* EXCERPTED TEXT:
Thoracic Outlet Syndrome
Compression or irritation of nerves or blood vessels in the superior thoracic aperture between the neck and armpit.
Ventral Horns
Regions of gray matter in the spinal cord that house somatic motor nuclei.
Lateral Horns
Regions of gray matter in the spinal cord (specifically T1-L2) that house visceral motor nuclei for the sympathetic nervous system.
Sympathetic Nervous System
The "Fight or Flight" division of the ANS with nerves originating in the thoraco-lumbar regions (T1-L2).
Parasympathetic Nervous System
The "Rest and Digest" division of the ANS with nerves originating from cranial nerves (III, VII, IX, X) and sacral levels (S2-S4).
Referred Pain
Sensation felt in one part of the body derived from an injury in an organ, presenting in dermatomes supplied by the organ's sympathetic innervation.
Mediastinum
A thick median partition between the pleural cavities extending from the sternum to the backbone, housing all major thoracic organs except the lungs.
Ligamentum Arteriosum
A fibrous remnant of the fetal ductus arteriosus that connects the left pulmonary artery to the aortic arch.
Thoracic Duct
The largest lymphatic vessel in the body, providing drainage for all of the body except the right side of the head, neck, thorax, and right upper limb.
Costodiaphragmatic Recess
The largest potential space in the pleural cavity located where the chest wall meets the diaphragm, allowing for lung expansion.
Lingula
A tongue-shaped flap of tissue on the bottom-most section of the left lung's upper lobe, located below the cardiac notch.
Horizontal Fissure
A lung fissure seen only on the right lung, separating the upper lobe from the middle lobe.
Hilum
A wedge-shaped depression on the medial surface of the lung where the root of the lung (bronchus, vessels, nerves) enters and exits.

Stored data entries
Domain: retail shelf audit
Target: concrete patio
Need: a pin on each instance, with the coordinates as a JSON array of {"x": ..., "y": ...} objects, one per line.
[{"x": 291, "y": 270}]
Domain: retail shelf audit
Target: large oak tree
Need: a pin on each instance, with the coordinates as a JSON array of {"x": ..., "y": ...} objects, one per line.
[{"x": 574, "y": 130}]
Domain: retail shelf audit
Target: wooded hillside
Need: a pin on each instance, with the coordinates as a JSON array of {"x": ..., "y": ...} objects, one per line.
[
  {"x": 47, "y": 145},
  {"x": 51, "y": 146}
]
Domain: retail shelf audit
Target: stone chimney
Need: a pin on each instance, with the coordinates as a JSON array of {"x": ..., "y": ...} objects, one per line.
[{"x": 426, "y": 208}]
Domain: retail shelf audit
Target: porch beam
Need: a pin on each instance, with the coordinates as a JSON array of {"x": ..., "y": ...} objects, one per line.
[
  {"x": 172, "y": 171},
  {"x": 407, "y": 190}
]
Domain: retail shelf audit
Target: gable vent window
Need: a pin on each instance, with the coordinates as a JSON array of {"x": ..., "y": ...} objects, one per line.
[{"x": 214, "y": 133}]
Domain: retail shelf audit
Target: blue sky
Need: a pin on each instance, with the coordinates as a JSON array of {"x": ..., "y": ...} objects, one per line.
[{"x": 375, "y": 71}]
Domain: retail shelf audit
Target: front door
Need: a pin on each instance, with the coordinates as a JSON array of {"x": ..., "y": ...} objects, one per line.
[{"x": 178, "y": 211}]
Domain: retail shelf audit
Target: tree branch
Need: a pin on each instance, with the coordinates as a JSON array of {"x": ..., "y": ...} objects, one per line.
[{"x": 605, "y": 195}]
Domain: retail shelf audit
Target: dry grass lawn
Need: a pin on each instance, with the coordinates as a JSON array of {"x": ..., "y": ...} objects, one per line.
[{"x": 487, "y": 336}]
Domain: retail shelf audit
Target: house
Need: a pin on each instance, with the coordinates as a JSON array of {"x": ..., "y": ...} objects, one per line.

* ABOUT THIS TASK:
Reproduce the entire thoracic anatomy glossary word for word.

* TASK SOLUTION:
Thoracic Outlet Syndrome
Compression or irritation of nerves or blood vessels in the superior thoracic aperture between the neck and armpit.
Ventral Horns
Regions of gray matter in the spinal cord that house somatic motor nuclei.
Lateral Horns
Regions of gray matter in the spinal cord (specifically T1-L2) that house visceral motor nuclei for the sympathetic nervous system.
Sympathetic Nervous System
The "Fight or Flight" division of the ANS with nerves originating in the thoraco-lumbar regions (T1-L2).
Parasympathetic Nervous System
The "Rest and Digest" division of the ANS with nerves originating from cranial nerves (III, VII, IX, X) and sacral levels (S2-S4).
Referred Pain
Sensation felt in one part of the body derived from an injury in an organ, presenting in dermatomes supplied by the organ's sympathetic innervation.
Mediastinum
A thick median partition between the pleural cavities extending from the sternum to the backbone, housing all major thoracic organs except the lungs.
Ligamentum Arteriosum
A fibrous remnant of the fetal ductus arteriosus that connects the left pulmonary artery to the aortic arch.
Thoracic Duct
The largest lymphatic vessel in the body, providing drainage for all of the body except the right side of the head, neck, thorax, and right upper limb.
Costodiaphragmatic Recess
The largest potential space in the pleural cavity located where the chest wall meets the diaphragm, allowing for lung expansion.
Lingula
A tongue-shaped flap of tissue on the bottom-most section of the left lung's upper lobe, located below the cardiac notch.
Horizontal Fissure
A lung fissure seen only on the right lung, separating the upper lobe from the middle lobe.
Hilum
A wedge-shaped depression on the medial surface of the lung where the root of the lung (bronchus, vessels, nerves) enters and exits.